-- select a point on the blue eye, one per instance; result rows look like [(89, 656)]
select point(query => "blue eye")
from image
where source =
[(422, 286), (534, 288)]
########################################
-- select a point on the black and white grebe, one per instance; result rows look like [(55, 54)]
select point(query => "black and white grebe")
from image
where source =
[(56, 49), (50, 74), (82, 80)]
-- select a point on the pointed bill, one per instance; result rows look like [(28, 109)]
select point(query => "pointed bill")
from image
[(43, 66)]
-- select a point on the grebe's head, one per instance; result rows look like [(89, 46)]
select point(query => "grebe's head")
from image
########################################
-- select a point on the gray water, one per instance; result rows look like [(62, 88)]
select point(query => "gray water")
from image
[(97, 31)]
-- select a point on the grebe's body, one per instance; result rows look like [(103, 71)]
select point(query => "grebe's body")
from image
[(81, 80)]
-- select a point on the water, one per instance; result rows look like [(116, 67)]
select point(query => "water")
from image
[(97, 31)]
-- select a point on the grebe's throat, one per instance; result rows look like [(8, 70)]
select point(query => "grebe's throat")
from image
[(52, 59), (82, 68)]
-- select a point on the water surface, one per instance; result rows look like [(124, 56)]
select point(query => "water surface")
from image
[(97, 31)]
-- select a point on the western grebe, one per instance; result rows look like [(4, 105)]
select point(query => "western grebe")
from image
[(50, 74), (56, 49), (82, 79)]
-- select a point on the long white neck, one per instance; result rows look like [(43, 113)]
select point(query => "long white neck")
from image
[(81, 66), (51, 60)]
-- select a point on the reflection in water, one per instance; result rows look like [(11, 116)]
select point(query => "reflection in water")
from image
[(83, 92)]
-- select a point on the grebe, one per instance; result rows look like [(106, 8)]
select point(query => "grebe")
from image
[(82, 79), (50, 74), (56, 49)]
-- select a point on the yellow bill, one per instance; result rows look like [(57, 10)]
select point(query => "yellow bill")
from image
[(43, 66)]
########################################
*Description of the task:*
Count the lines in the records above that contain the word "gray", and reply with that number alone.

*Final answer:*
2